++++ TEXT PROVIDED
Doctor Saves Airline Passenger Mid-Flight in Bizarre Fashion
Airlines & Airports Rich Thomaselli November 24, 2019

“It was an emergency situation,” Dr. Zhang Hong said. “I couldn’t figure out another way.”
What he figured out was a way to save a fellow airline passenger’s life in one of the most bizarre and heroic stories you will ever hear about a mid-flight crisis.
According to the South China Morning Post, a man on China Southern Airlines traveling from Guangzhou to New York suffered the medical malady with six hours still remaining on the flight. Zhang identified himself as a doctor and the man’s family told him that the passenger – sweating and with a swollen belly – was previously diagnosed with an enlarged prostate.
Zhang diagnosed the man with a blockage, a life-threatening situation.
“He was going into shock and may have suffered a risk to his life if we didn’t tend to him urgently,” he said.
++++++++
▶ [EXERCISE REQUIREMENTS]:
**1)** Quote the article about the mid-flight rescue word for word, beginning at the words "What he figured" and ending after the words "a life-threatening situation.".
**2)** According to the article about the mid-flight rescue, why did Zhang say the passenger needed urgent treatment? Answer in one to three sentences.
The material that comes next has no connection to the article about the mid-flight rescue.
++++ GIVEN DATA
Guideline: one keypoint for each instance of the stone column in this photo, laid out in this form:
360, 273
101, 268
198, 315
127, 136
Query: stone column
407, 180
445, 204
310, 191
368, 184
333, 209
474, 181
++++++++
▶ [SOLUTIONS PER TASK]:
**1)**
What he figured out was a way to save a fellow airline passenger’s life in one of the most bizarre and heroic stories you will ever hear about a mid-flight crisis.
According to the South China Morning Post, a man on China Southern Airlines traveling from Guangzhou to New York suffered the medical malady with six hours still remaining on the flight. Zhang identified himself as a doctor and the man’s family told him that the passenger – sweating and with a swollen belly – was previously diagnosed with an enlarged prostate.
Zhang diagnosed the man with a blockage, a life-threatening situation.

**2)** Zhang said the passenger was going into shock. He said the man's life might have been at risk if they didn't treat him urgently.